*** Opening INFORMATION ***
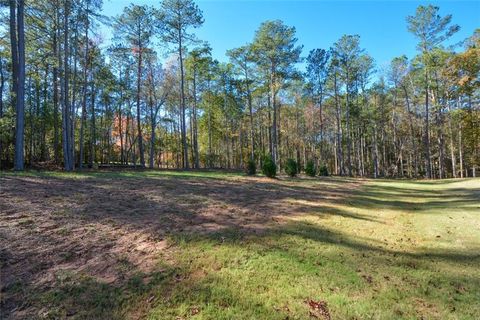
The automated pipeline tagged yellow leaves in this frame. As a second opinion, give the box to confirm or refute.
[458,75,472,87]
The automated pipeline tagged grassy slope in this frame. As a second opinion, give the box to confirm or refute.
[1,171,479,319]
[146,177,480,320]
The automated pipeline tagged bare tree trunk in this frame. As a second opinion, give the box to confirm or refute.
[403,86,418,177]
[0,58,5,166]
[125,104,131,164]
[271,69,278,165]
[89,82,96,167]
[208,107,212,167]
[79,2,89,169]
[71,27,79,167]
[192,69,199,168]
[334,71,343,175]
[424,69,432,178]
[268,96,272,157]
[178,30,188,169]
[10,0,25,170]
[79,85,87,169]
[319,92,324,164]
[148,66,155,169]
[118,69,124,164]
[136,42,145,167]
[373,123,379,179]
[392,109,398,176]
[27,78,33,164]
[334,139,338,175]
[448,103,456,178]
[62,0,73,171]
[360,132,365,176]
[400,146,404,177]
[373,94,379,178]
[246,73,254,161]
[53,7,60,164]
[149,115,155,169]
[41,67,48,161]
[345,78,352,177]
[459,122,464,178]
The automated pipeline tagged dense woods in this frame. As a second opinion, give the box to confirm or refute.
[0,1,478,178]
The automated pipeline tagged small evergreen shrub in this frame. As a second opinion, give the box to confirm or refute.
[285,158,298,177]
[305,160,316,177]
[262,155,277,178]
[319,165,329,176]
[246,159,256,175]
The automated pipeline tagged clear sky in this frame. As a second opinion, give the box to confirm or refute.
[101,0,480,70]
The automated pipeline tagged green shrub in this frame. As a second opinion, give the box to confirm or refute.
[246,159,256,175]
[285,158,298,177]
[262,155,277,178]
[305,160,316,177]
[319,165,329,176]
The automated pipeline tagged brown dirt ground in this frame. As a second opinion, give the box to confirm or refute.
[0,171,361,319]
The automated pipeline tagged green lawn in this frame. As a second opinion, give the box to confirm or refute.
[1,171,479,319]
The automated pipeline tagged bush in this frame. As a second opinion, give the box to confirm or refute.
[285,158,298,177]
[246,159,256,175]
[305,160,316,177]
[262,155,277,178]
[319,165,329,176]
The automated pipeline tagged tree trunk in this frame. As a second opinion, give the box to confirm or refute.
[178,30,189,169]
[424,68,432,178]
[334,70,343,175]
[246,70,254,161]
[403,86,418,177]
[148,67,155,169]
[459,122,464,178]
[0,58,4,166]
[79,3,89,169]
[208,107,212,167]
[136,42,145,167]
[373,123,379,179]
[53,8,60,164]
[192,69,199,168]
[118,69,124,164]
[271,68,278,165]
[345,77,352,177]
[62,0,73,171]
[448,103,456,178]
[11,0,25,171]
[89,82,96,167]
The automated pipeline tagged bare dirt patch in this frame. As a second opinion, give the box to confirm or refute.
[0,171,361,319]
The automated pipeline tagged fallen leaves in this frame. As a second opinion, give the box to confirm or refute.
[305,299,331,320]
[190,306,200,315]
[362,274,373,284]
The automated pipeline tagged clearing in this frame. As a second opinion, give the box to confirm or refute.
[0,171,479,319]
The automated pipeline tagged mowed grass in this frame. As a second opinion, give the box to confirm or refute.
[146,178,480,320]
[1,170,479,319]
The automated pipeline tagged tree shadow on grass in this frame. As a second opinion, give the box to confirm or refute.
[342,182,480,213]
[164,221,480,319]
[1,173,479,319]
[0,173,362,318]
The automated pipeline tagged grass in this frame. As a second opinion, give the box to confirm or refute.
[146,179,479,320]
[1,170,479,319]
[0,168,244,181]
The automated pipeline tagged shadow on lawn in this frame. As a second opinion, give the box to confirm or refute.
[344,183,480,213]
[0,172,479,319]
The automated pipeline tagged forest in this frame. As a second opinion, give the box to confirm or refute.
[0,0,478,178]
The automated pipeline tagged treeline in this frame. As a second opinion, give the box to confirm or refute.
[0,1,478,178]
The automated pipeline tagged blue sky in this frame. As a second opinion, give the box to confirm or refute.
[101,0,480,70]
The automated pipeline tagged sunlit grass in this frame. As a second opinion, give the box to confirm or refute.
[3,171,479,319]
[144,177,480,319]
[0,168,244,180]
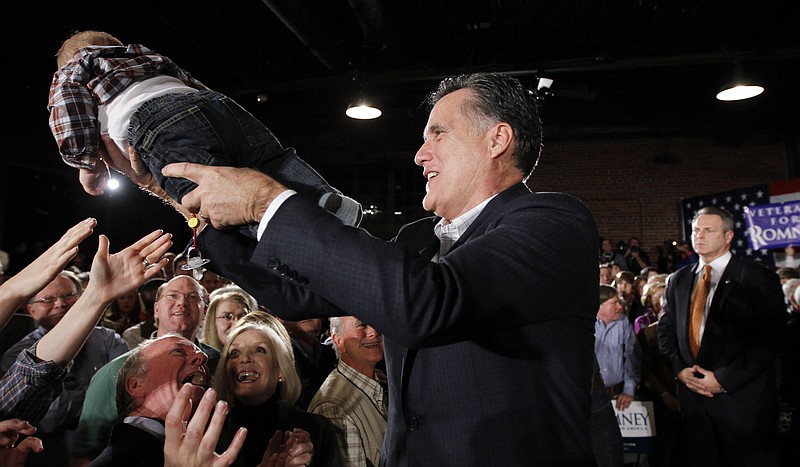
*** Closing INFORMATION ***
**WHAT THE EXERCISE ASKS**
Please print the entries above exactly. Skip every picture.

**OUTPUT OF THE EXERCISE**
The automated pipeline tagged yellow leaves in this frame. As a second opinion, give the box to confirm or refute.
[458,75,472,87]
The automated pipeline tagged grassy slope in this frame. As a second opinion, give the box to confirm or refute.
[1,171,479,319]
[146,177,480,320]
The automated pipeline tagged bare tree trunk in this frame. As a second opinion, give the box to confirm or refute.
[403,86,418,177]
[0,58,5,166]
[125,104,131,164]
[271,69,278,165]
[89,82,96,167]
[208,107,212,167]
[79,2,89,169]
[71,27,79,167]
[192,69,199,168]
[334,71,343,175]
[424,69,432,178]
[268,96,272,157]
[178,30,188,169]
[10,0,25,170]
[79,85,87,169]
[319,92,324,164]
[148,66,155,169]
[118,69,124,164]
[136,42,145,167]
[373,123,379,179]
[392,109,398,176]
[27,78,33,164]
[334,139,338,175]
[448,103,456,178]
[62,0,73,171]
[360,132,365,176]
[400,146,404,177]
[373,94,379,178]
[246,73,254,161]
[53,7,60,164]
[149,115,155,169]
[41,67,48,161]
[345,78,352,177]
[459,122,464,178]
The automated pipeline tagged dense woods in this frame. As a second opinion, give the box to confirm or refute.
[0,1,478,178]
The automated pipeline tagged small evergreen shrub in this frame. As a second opinion, give the box to confirm or refute.
[285,158,298,177]
[305,160,316,177]
[262,155,277,178]
[319,165,329,176]
[246,159,256,175]
The automated pipeline tagged clear sky in this frame. As a second opinion, give the box to confirm or refute.
[101,0,480,70]
The automated pipeline tagged green shrub in this frame. As a second opinion, give the box to confirm or refute.
[246,159,256,175]
[285,158,298,177]
[262,155,277,178]
[305,160,316,177]
[319,165,329,176]
The automated pipeline tagged brown dirt ground in this frame. As a second opinion, give the box to confirm or refute.
[0,171,361,319]
The automated pipeline tagged green lawn in this frame. As a second opinion, give the box to confirm or refute.
[1,171,479,319]
The automated pipeline tagged bush in this frame. As a second opinion, give the box to confirm or refute.
[285,158,298,177]
[246,159,256,175]
[305,160,316,177]
[262,155,277,178]
[319,165,329,176]
The automated pipeline tagged tree trunk in this frame. As a second opinion, give the box to confirm or refute.
[178,30,189,169]
[424,68,432,178]
[334,70,343,175]
[246,70,254,161]
[403,86,418,177]
[148,67,155,169]
[459,122,464,178]
[0,58,4,166]
[79,3,89,169]
[208,107,212,167]
[136,42,145,167]
[373,123,379,179]
[53,8,60,164]
[192,69,199,168]
[118,69,124,164]
[271,68,278,165]
[345,77,352,177]
[62,0,73,171]
[448,103,456,178]
[11,0,25,171]
[89,82,96,167]
The automated pipeline tagged bare dirt patch in this frame. As a second opinion, give the box to confirm or refute.
[0,171,361,319]
The automated pipeline tagged fallen leaves in this frame. As a second opinion, give the box to confirm or refute.
[305,299,331,320]
[190,306,200,315]
[362,274,373,284]
The automated pipeline tagged clearing in this frame. As a second opinion, give the box to confirm or refute.
[0,171,479,319]
The automated pipeline tagged mowed grass in this frame. As a second opinion, give the box to confirm or refute.
[146,178,480,320]
[1,170,479,319]
The automated pipeline tagged tree shadow on grass in this frame. As a second opinion, give the box to confirm or refute.
[342,182,480,213]
[164,221,480,319]
[1,173,479,319]
[0,173,362,318]
The automated pipeline tagged grass in this frame. As a second opinion, give the box to confirm or refute.
[146,179,479,320]
[1,170,479,319]
[0,168,244,181]
The automated pipeline tagged shadow on lawn in this frame. As a second opinion, give the box to confirm or refute.
[344,183,480,213]
[0,172,479,319]
The automated pipeline tagged forest in this frame. As a second opinion, give the box to confirm or refute.
[0,0,478,178]
The automated pipeline tagged treeline in this frame. As a second opinion, give the box to confirm or refute.
[0,1,478,178]
The automated pipeline tagged blue sky in this frame. As a second opinion, give the box to confirm or refute.
[101,0,480,70]
The automated pipeline tagged sunlit grass in this frame. As a second opinion, give the box to confirm or refute.
[3,171,479,319]
[144,177,480,319]
[0,168,244,180]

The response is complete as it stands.